— TO DO —
When you reach the line containing "Need: identify each instance of the flower" in the data below, begin returning lines exactly as written, and stop once the line containing "Target: pink tongue" has been returned.

*** Opening of LISTED ENTRIES ***

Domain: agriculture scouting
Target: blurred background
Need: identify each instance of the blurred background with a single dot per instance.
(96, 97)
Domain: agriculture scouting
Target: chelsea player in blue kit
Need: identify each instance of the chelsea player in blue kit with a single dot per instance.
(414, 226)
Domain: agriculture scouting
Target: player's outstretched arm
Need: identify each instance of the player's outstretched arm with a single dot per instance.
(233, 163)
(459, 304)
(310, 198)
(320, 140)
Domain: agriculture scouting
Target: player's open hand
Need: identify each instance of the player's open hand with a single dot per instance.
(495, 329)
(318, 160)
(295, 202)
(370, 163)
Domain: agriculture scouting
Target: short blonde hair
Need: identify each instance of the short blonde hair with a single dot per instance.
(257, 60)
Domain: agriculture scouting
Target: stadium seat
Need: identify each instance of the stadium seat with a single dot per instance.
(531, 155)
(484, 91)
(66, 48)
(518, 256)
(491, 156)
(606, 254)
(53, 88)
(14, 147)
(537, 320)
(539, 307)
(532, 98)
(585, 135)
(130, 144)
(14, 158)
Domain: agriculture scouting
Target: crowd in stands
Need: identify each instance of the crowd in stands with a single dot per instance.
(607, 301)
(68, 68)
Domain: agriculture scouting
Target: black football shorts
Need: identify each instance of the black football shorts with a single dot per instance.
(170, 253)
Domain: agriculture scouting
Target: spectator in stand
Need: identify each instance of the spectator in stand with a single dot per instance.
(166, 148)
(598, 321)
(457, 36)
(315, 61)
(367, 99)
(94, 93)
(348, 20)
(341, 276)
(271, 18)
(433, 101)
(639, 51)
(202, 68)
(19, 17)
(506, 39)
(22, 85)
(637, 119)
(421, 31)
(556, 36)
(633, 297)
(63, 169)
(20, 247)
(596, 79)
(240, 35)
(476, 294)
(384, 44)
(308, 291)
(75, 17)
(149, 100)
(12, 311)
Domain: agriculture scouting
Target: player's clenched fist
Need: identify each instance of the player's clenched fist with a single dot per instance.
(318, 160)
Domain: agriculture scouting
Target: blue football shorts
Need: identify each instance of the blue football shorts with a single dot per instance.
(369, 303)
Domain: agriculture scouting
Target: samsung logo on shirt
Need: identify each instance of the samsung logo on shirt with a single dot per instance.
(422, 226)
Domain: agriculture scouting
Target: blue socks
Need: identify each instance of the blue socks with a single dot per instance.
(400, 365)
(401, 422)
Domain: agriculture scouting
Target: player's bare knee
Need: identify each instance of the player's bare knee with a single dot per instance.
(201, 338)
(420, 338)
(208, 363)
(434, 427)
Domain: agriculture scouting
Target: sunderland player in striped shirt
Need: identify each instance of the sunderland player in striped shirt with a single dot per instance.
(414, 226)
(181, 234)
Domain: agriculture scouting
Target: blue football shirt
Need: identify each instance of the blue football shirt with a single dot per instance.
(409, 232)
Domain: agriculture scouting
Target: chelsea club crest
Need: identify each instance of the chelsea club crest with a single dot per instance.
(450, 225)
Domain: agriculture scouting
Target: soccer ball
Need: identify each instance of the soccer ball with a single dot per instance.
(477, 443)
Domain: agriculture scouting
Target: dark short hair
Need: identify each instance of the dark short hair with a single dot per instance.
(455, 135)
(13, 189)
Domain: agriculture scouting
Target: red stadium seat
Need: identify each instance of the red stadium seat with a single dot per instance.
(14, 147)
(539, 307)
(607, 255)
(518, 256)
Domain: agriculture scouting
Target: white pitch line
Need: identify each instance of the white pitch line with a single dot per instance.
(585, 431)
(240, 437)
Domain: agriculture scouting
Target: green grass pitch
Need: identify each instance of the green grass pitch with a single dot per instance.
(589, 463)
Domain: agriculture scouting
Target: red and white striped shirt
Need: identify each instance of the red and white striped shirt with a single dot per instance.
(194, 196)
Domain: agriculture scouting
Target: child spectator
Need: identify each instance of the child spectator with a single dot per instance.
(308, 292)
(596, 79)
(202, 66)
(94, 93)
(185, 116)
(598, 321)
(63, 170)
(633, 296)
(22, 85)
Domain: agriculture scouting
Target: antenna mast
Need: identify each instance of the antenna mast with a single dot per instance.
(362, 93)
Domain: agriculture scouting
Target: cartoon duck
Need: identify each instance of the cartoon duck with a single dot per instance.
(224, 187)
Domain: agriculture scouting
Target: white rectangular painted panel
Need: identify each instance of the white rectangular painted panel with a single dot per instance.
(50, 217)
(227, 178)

*** Close of LISTED ENTRIES ***
*** Opening of LISTED ENTRIES ***

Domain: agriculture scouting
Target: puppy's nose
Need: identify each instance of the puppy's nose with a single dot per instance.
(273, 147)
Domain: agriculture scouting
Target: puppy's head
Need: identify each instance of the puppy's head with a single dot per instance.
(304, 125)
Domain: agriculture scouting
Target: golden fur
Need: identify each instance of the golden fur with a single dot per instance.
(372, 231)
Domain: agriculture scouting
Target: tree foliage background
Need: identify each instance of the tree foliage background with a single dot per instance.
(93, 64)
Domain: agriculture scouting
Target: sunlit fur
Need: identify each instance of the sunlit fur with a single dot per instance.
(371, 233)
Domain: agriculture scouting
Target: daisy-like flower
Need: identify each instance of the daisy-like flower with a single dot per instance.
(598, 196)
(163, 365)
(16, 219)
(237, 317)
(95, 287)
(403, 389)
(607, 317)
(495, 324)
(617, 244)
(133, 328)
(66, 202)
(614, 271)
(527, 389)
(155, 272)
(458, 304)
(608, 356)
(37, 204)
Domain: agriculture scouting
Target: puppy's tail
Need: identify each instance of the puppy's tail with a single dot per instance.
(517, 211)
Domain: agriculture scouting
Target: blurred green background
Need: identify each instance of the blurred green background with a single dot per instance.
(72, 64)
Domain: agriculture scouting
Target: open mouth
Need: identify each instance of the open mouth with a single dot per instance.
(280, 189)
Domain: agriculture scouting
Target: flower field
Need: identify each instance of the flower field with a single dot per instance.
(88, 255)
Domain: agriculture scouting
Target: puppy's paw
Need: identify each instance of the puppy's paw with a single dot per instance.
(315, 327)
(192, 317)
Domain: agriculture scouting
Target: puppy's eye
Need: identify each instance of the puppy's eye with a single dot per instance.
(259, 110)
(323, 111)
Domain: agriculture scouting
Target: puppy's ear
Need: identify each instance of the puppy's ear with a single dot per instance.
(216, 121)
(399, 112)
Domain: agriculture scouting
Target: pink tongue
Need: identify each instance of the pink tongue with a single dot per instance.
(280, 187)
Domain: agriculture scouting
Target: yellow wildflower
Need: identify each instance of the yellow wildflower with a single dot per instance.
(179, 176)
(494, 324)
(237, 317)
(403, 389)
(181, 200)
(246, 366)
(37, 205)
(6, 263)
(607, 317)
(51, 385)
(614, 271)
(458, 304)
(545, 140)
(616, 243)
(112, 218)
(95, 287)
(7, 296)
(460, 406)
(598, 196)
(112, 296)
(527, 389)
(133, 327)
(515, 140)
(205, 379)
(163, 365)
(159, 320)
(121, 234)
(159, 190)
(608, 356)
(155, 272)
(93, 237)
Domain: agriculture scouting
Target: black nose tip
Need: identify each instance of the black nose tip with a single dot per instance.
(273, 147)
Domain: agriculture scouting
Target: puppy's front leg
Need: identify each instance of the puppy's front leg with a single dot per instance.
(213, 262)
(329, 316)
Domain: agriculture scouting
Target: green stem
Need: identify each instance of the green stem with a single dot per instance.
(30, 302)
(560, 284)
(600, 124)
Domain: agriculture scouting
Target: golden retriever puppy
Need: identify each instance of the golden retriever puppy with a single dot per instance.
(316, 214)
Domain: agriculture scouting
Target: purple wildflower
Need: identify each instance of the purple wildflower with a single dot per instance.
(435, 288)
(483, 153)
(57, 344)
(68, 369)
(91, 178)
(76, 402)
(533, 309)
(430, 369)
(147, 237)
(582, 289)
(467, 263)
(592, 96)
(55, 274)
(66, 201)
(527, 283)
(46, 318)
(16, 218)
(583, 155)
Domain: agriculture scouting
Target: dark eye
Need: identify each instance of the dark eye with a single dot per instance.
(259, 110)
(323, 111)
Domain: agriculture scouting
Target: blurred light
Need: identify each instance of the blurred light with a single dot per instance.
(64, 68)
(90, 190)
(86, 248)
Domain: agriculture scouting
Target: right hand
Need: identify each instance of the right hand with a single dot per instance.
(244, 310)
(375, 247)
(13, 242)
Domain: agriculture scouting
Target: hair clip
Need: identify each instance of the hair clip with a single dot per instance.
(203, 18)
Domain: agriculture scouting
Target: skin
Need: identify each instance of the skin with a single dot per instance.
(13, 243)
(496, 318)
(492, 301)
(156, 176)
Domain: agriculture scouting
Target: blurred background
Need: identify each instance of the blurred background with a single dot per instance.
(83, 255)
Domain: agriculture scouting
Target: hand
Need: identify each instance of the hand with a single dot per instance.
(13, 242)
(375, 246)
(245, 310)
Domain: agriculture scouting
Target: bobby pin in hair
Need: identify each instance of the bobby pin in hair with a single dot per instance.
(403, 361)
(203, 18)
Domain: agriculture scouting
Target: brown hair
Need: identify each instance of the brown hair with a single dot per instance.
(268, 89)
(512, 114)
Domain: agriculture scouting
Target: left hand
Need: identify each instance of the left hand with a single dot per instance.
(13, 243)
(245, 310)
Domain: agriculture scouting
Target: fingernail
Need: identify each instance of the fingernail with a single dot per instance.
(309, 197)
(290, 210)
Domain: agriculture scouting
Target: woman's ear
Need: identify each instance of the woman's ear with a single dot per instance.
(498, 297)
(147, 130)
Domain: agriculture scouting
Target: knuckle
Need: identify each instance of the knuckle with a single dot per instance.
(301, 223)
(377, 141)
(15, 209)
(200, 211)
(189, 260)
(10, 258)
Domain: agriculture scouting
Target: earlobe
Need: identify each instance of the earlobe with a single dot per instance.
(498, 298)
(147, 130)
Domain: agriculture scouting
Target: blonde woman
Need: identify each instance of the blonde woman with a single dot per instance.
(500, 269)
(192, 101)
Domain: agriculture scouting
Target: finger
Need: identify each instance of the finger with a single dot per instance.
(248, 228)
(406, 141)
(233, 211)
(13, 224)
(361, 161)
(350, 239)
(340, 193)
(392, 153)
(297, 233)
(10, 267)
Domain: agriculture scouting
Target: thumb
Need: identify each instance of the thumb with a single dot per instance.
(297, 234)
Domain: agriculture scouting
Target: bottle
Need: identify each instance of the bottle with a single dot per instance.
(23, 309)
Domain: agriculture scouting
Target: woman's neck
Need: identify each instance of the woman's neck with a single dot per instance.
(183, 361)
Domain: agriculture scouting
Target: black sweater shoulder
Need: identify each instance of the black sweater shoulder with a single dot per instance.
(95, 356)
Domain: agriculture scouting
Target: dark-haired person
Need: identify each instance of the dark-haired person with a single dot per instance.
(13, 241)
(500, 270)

*** Close of LISTED ENTRIES ***

— RESPONSE AREA —
Need: identify each instance of the flower field with a single dot per instance.
(88, 255)
Domain: agriculture scouting
Target: puppy's paw
Need: identify each instance of the puppy's paw with a single dot per instance.
(315, 327)
(192, 317)
Domain: agriculture scouting
Target: puppy's eye
Need: identify each instance of the puppy's eye with a single dot per instance.
(259, 110)
(323, 111)
Domain: agriculture scouting
Target: puppy's ear
Need: identify each instance of the puppy's ear with a single dot per instance.
(216, 121)
(399, 112)
Domain: agriculture scouting
Target: pink tongue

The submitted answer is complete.